CONSIGNES DE L'EXERCICE:
**a)** Indiquez si chacune des affirmations suivantes concorde avec l'extrait sur le théâtre russe, en répondant par oui ou par non et en citant exactement les mots décisifs de l'extrait. (i) Stanislavski ne croit qu'au sentiment. (ii) Meyerhold aborde le personnage par l'intérieur. (iii) Anatoli Smelianski est vice-recteur de l'école-studio du Théâtre Artistique de Moscou.
**b)** Recopiez fidèlement l'extrait sur le théâtre russe, de « Depuis une quinzaine » à « paysage théâtral disparate. ».

EXTRAIT RETENU:
État des lieux du théâtre russe contemporain (1)

Depuis une quinzaine d'années, le théâtre russe a dû apprendre à vivre avec la liberté, une liberté de création qui n'est plus ressentie comme un bienfait exceptionnel, une liberté économique qui apparaît comme une nouvelle censure et enfin une liberté morale où la confusion des valeurs règne.

la nouvelle scène russeLe théâtre russe "enregistre et exprime dans sa langue et l'euphorie de la liberté et ce sentiment lancinant de défaite, dû avant tout au vide spirituel dans lequel se retrouve le pays" constate Anatoli Smelianski, vice-recteur de l'école-studio du Théâtre Artistique de Moscou. La scène théâtrale russe offre à l'heure actuelle un tableau des plus foisonnants et des plus hétéroclites. De l'idéal stanislavskien à un paysage théâtral disparate.

Une des figures les plus marquantes de ce début de siècle est celle de Constantin Stanislavski. Ce praticien et théoricien de l'art dramatique a mis au point un système qui prône l'emploi du "revécu émotionnel" afin d'atteindre la vérité dans le jeu de l'acteur. Il ne croit qu'au sentiment; l'acteur, dans le rôle qu'il doit incarner, exécute des actions "exactement comme dans la vie". Stanislavski fut à l'époque fréquemment en litige avec Meyerhold qui se préoccupait essentiellement d'être "au service de l'œil et de l'ouïe". La démarche de ce dernier consiste à se frayer un chemin vers le personnage de l'extérieur, du mouvement et non de l'intérieur comme Stanislavski. Mais, le système stanislavskien ne se contente pas de mettre en place les règles du jeu dramatique, il apporte également un idéal, celui d'un théâtre Temple, lieu de purification et de construction d'une société plus humaine, plus généreuse. Le théâtre devient alors une création spirituelle, une création de l'âme. Il s'affirme comme un théâtre-maison qui accueille et forme les jeunes comédiens, il s'impose comme une école de vie. Anatoli Smelianski ajoute que "le théâtre en Russie est une maison commune et une cause commune à vie".

DONNÉES:
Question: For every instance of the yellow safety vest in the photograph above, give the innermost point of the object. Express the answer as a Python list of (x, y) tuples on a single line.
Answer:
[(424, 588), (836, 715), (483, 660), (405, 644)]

RÉSULTATS ATTENDUS:
**a)**
(i) Oui : « Il ne croit qu'au sentiment ».
(ii) Non : « se frayer un chemin vers le personnage de l'extérieur, du mouvement et non de l'intérieur comme Stanislavski ».
(iii) Oui : « vice-recteur de l'école-studio du Théâtre Artistique de Moscou ».

**b)**
Depuis une quinzaine d'années, le théâtre russe a dû apprendre à vivre avec la liberté, une liberté de création qui n'est plus ressentie comme un bienfait exceptionnel, une liberté économique qui apparaît comme une nouvelle censure et enfin une liberté morale où la confusion des valeurs règne.

la nouvelle scène russeLe théâtre russe "enregistre et exprime dans sa langue et l'euphorie de la liberté et ce sentiment lancinant de défaite, dû avant tout au vide spirituel dans lequel se retrouve le pays" constate Anatoli Smelianski, vice-recteur de l'école-studio du Théâtre Artistique de Moscou. La scène théâtrale russe offre à l'heure actuelle un tableau des plus foisonnants et des plus hétéroclites. De l'idéal stanislavskien à un paysage théâtral disparate.